● Extracted records:
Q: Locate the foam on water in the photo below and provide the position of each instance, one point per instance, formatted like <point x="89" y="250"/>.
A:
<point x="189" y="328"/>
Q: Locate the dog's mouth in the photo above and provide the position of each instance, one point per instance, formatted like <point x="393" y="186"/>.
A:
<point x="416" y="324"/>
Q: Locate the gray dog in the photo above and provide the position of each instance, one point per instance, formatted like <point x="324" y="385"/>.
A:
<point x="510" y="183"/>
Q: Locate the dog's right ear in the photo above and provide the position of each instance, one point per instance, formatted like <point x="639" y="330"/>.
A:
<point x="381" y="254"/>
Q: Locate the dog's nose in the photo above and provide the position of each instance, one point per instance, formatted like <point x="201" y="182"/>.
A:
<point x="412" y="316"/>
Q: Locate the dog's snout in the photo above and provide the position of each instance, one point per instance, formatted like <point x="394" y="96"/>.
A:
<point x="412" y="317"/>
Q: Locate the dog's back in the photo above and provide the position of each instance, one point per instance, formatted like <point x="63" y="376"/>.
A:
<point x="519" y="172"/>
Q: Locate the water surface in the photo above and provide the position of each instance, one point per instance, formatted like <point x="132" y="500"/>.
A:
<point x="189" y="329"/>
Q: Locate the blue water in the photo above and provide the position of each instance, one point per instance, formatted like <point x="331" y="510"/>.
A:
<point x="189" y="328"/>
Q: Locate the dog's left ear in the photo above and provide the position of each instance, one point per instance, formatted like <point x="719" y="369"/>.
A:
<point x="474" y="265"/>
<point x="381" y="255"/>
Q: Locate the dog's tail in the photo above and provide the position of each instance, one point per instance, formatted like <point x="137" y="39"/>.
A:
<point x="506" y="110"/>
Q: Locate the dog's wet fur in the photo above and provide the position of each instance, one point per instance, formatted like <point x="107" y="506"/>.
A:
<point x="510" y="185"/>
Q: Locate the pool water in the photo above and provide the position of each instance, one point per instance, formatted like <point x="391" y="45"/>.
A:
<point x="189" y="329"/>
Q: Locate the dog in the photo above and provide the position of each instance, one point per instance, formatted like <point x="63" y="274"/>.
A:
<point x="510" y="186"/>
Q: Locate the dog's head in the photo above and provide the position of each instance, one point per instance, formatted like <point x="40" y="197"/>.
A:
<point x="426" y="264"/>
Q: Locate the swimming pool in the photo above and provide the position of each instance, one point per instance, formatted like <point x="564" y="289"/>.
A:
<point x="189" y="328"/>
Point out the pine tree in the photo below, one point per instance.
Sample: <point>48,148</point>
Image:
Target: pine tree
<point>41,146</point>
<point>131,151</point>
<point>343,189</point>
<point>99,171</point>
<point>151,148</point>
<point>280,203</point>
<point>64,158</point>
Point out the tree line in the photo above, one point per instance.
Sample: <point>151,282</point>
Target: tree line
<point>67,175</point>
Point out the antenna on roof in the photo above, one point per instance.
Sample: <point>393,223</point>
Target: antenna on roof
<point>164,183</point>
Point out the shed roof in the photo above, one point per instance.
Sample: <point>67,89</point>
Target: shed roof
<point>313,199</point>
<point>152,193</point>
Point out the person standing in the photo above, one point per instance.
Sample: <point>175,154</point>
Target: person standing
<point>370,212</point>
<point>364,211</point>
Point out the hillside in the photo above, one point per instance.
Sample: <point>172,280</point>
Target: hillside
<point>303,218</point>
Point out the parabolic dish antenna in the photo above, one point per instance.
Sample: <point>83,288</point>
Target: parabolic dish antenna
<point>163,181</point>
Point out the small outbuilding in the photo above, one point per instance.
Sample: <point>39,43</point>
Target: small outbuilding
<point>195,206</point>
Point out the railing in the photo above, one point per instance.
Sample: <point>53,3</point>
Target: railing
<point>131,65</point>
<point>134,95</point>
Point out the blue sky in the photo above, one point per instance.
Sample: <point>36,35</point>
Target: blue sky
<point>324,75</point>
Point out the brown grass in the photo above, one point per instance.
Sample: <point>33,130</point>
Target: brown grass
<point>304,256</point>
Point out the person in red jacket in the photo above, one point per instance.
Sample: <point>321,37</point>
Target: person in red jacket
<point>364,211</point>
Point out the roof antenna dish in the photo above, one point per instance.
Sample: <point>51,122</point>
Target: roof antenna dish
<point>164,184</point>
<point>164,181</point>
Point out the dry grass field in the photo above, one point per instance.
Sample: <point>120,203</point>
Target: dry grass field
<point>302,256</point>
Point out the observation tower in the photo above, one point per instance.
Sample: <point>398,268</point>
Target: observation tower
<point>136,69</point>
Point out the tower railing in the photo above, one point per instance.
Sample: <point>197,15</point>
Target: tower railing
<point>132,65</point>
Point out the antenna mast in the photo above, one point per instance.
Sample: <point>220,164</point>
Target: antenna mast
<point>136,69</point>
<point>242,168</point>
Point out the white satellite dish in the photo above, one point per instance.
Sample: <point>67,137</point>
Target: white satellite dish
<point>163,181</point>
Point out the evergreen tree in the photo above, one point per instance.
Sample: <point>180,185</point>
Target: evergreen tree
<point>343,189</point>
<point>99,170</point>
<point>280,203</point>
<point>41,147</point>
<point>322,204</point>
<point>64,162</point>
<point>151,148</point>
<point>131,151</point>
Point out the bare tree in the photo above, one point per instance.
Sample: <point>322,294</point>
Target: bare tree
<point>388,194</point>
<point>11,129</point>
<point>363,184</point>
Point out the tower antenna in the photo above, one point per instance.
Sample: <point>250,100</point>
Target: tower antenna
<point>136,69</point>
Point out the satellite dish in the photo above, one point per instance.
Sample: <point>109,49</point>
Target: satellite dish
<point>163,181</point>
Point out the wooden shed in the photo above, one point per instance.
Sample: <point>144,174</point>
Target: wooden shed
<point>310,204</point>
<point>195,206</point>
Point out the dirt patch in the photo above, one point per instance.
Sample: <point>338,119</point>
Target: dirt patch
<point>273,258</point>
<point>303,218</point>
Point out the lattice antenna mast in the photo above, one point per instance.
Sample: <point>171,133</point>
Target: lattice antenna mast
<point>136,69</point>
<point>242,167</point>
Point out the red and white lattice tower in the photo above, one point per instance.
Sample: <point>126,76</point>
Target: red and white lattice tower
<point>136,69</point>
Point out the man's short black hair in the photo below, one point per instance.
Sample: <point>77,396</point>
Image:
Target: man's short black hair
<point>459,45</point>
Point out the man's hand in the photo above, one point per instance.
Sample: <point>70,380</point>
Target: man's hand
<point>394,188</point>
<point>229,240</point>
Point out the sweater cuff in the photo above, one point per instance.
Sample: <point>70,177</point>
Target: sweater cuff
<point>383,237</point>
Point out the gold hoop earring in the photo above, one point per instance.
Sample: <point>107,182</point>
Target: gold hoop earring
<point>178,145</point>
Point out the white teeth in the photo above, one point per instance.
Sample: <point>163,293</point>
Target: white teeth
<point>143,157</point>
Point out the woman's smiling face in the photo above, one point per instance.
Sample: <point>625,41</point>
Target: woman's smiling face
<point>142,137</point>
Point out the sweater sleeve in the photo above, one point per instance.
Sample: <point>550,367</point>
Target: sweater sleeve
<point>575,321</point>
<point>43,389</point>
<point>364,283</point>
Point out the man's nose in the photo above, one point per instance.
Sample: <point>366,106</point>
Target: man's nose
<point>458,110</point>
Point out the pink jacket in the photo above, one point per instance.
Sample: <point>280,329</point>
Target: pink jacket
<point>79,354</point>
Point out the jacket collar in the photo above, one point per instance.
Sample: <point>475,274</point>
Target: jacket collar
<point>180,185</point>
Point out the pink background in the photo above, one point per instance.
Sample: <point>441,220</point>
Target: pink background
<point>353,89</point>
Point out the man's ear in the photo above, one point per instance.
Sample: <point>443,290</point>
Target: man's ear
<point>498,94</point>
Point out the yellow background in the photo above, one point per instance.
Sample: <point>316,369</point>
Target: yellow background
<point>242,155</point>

● To do:
Repeat exactly, and only, the lines of the records above, starting with the line that contains "Point out the sweater cuff" and ending with the final line, both included.

● Solution to this task:
Point out the sweater cuff in the photo above, one point per instance.
Sample: <point>70,177</point>
Target: sweater cuff
<point>383,237</point>
Point out the gold hoop earring in the photo above, one point per instance.
Sample: <point>107,182</point>
Target: gold hoop earring
<point>178,145</point>
Point out the white teeth in the photo above, one point per instance.
Sample: <point>163,293</point>
Target: white teeth
<point>143,157</point>
Point out the woman's smiling face in the photo above, one point per instance.
Sample: <point>625,41</point>
Target: woman's smiling face
<point>142,137</point>
Point out the sweater sleeve in the photo above, one point per instance.
Sample: <point>550,367</point>
Target: sweater sleeve
<point>575,321</point>
<point>43,389</point>
<point>364,283</point>
Point out the man's nose in the photo above, one point per instance.
Sample: <point>366,106</point>
Target: man's nose
<point>458,110</point>
Point out the pink jacket in the photo above, one point per instance.
Sample: <point>280,329</point>
Target: pink jacket
<point>79,354</point>
Point out the jacket collar in the photo above, one point per instance.
Sample: <point>475,274</point>
Target: jacket collar
<point>180,185</point>
Point out the pink background in the photo above, one point per instance.
Sample: <point>441,220</point>
Target: pink background
<point>353,89</point>
Point out the man's ear in the photo above, one point per instance.
Sample: <point>443,290</point>
Target: man's ear
<point>498,94</point>
Point out the yellow background in the photo above, one point per instance.
Sample: <point>316,369</point>
Target: yellow background
<point>242,155</point>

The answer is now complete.